- TAREFA PROPOSTA 1:
Responda às perguntas sobre o texto acerca de Aracaju.
(a) Que festa privada o texto dá como exemplo de investimento de "rios de dinheiro"?
(b) Que comunidades e bairros o texto cita como privados do direito à moradia?
(c) Que nome de pessoa o texto menciona ao falar dos negros de Aracaju?

- TEXTO FORNECIDO:
Quero falar da Aracaju audiovisual. Da Aracaju que não valoriza “Do outro lado do rio”, “Xandrilá”, “Aracaju em Movimento”, “Mais um Dia”. Da Aracaju que não apóia a sua produção e realização audiovisual independente. Da Aracaju que não investe no potencial do Núcleo de Produção Digital. Da Aracaju que não tem uma sala pública de exibição e vive refém das salas de cinema do Cinemark.
Quero falar da Aracaju festiva. Da Aracaju que abandona e, aos poucos, faz desaparecer as suas festas tradicionais de rua, principalmente no carnaval. Da Aracaju que investe rios de dinheiro numa festa privada, como o Pré-Caju, que reflete a desigualdade social - deixando pobres de um lado e ricos de outro – e enche os bolsos de empresários.
Quero falar da Aracaju ambiental. Da Aracaju que vai destruindo suas áreas verdes para construção de prédios cada vez mais altos. Da Aracaju que, da forma como encaminha o seu Plano Diretor, põe em risco manguezais e outras áreas ambientais em nome do benefício das construtoras.
Quero falar da Aracaju urbana. Da Aracaju que, de um lado, tem inúmeros apartamentos ociosos, favorecendo a especulação imobiliária e, de outro lado, nega o direito fundamental à moradia a cidadãos do Coqueiral, Santa Maria, Olaria, Pantanal e tantas outras comunidades e bairros.
Quero falar do trânsito de Aracaju. Do trânsito que espreme os poucos ônibus que circulam. Do trânsito que, a cada dia, está repleto de carros com apenas uma pessoa dentro. Do trânsito que alimenta e reflete a cultura da impaciência dos condutores.
Quero falar do transporte público de Aracaju. Do transporte caro, precário. Do transporte que não garante os direitos básicos do cidadão, mas que serve apenas para aumentar o lucro dos empresários.
Quero falar da educação pública de Aracaju. Da educação pública em que os professores e as professoras não são valorizados. Da educação pública que, recentemente, teve a gestão democrática extinta. Da educação pública que não paga sequer o piso salarial dos seus educadores.
Quero falar da acessibilidade de Aracaju. Da acessibilidade que não é garantida nos principais prédios públicos. Da acessibilidade que é negada diariamente às pessoas com deficiência física, nos ônibus, praças, semáforos e principais avenidas.
Quero falar das mulheres de Aracaju. Das mulheres que têm os seus direitos negados no mundo do trabalho. Das mulheres que são violentadas física e psicologicamente por maridos e patrões. Das mulheres que são assediadas nas ruas e nos seus empregos.
Quero falar dos negros de Aracaju. Dos negros que são praticamente invisíveis. Dos negros, como Leidison Reis dos Santos, que, apenas pela cor da pele, são facilmente identificados como bandidos e, assim, assassinados.
Quero falar dos homossexuais de Aracaju. Dos homossexuais que são vítimas diárias de ofensas, agressões e espancamentos. Dos gays e lésbicas que são mortos apenas por amar pessoas do mesmo sexo. Dos travestis e transexuais que são assassinados.

- TAREFA PROPOSTA 2:
Apresente como lista JSON de strings as linhas dos registros, do início deles até a linha que contém "[(651, 474)]", inclusive. Use uma string por linha, omita as linhas em branco e deixe as imagens de fora.

(Registros de apontamento de objetos em fotos)
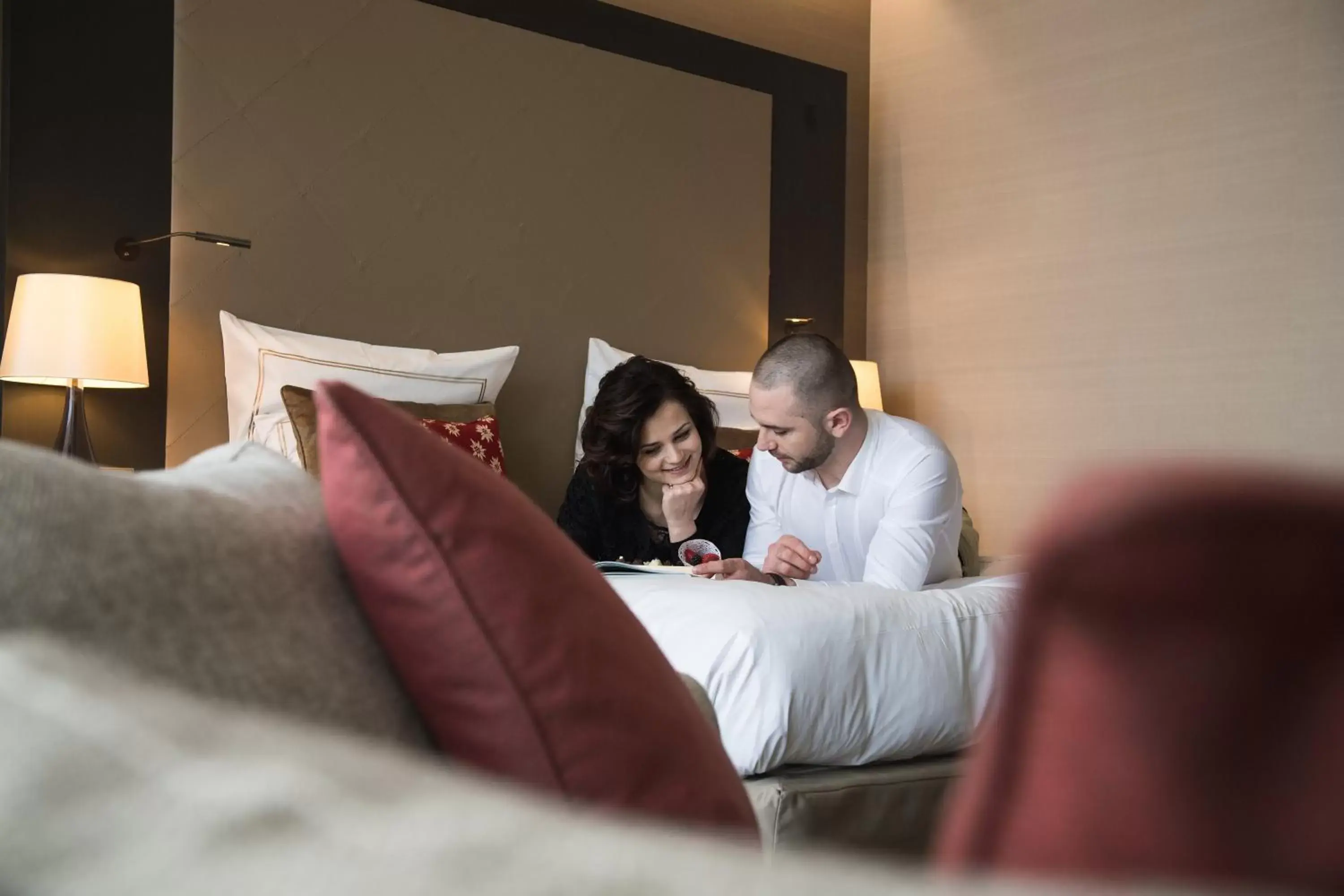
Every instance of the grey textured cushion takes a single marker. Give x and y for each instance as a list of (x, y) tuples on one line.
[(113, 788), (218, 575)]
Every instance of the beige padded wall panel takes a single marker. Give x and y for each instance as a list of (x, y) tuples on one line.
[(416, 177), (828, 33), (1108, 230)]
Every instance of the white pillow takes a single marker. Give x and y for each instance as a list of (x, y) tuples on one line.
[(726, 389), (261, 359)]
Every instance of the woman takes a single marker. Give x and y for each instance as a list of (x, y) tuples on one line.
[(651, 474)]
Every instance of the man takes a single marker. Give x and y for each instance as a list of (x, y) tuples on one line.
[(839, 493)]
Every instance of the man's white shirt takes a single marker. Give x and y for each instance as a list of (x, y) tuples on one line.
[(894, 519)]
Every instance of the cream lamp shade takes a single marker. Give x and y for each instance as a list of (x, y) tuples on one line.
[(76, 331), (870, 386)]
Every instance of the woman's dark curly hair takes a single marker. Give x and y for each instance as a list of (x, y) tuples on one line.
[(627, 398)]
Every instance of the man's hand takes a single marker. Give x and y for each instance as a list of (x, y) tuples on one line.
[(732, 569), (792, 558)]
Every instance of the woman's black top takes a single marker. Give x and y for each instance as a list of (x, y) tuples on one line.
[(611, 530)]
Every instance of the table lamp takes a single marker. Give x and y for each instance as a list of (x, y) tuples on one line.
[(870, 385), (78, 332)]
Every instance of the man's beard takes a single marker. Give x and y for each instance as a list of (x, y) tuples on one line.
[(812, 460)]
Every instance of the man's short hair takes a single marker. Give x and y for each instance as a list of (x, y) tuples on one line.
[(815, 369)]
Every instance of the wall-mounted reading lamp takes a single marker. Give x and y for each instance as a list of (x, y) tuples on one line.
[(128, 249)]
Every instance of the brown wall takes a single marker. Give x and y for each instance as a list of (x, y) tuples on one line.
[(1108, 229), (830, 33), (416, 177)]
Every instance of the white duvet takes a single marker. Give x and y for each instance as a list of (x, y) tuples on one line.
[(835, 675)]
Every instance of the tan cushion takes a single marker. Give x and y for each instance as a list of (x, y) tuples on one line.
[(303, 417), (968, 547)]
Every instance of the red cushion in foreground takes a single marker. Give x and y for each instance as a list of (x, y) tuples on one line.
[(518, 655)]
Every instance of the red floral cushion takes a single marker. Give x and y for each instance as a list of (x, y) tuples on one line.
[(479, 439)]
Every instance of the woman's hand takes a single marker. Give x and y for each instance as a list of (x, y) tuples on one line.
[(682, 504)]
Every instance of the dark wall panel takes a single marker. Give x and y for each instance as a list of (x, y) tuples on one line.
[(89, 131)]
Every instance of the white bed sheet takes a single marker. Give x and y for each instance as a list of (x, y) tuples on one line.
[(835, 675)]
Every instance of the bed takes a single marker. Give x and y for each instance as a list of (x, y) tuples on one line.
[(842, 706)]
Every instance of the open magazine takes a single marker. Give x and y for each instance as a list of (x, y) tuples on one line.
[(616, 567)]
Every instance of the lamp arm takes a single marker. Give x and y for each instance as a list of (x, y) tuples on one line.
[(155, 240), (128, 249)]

- RESULTADO DA TAREFA 1:
(a) O Pré-Caju.
(b) Coqueiral, Santa Maria, Olaria e Pantanal.
(c) Leidison Reis dos Santos.

- RESULTADO DA TAREFA 2:
[
  "Every instance of the grey textured cushion takes a single marker. Give x and y for each instance as a list of (x, y) tuples on one line.",
  "[(113, 788), (218, 575)]",
  "Every instance of the beige padded wall panel takes a single marker. Give x and y for each instance as a list of (x, y) tuples on one line.",
  "[(416, 177), (828, 33), (1108, 230)]",
  "Every instance of the white pillow takes a single marker. Give x and y for each instance as a list of (x, y) tuples on one line.",
  "[(726, 389), (261, 359)]",
  "Every instance of the woman takes a single marker. Give x and y for each instance as a list of (x, y) tuples on one line.",
  "[(651, 474)]"
]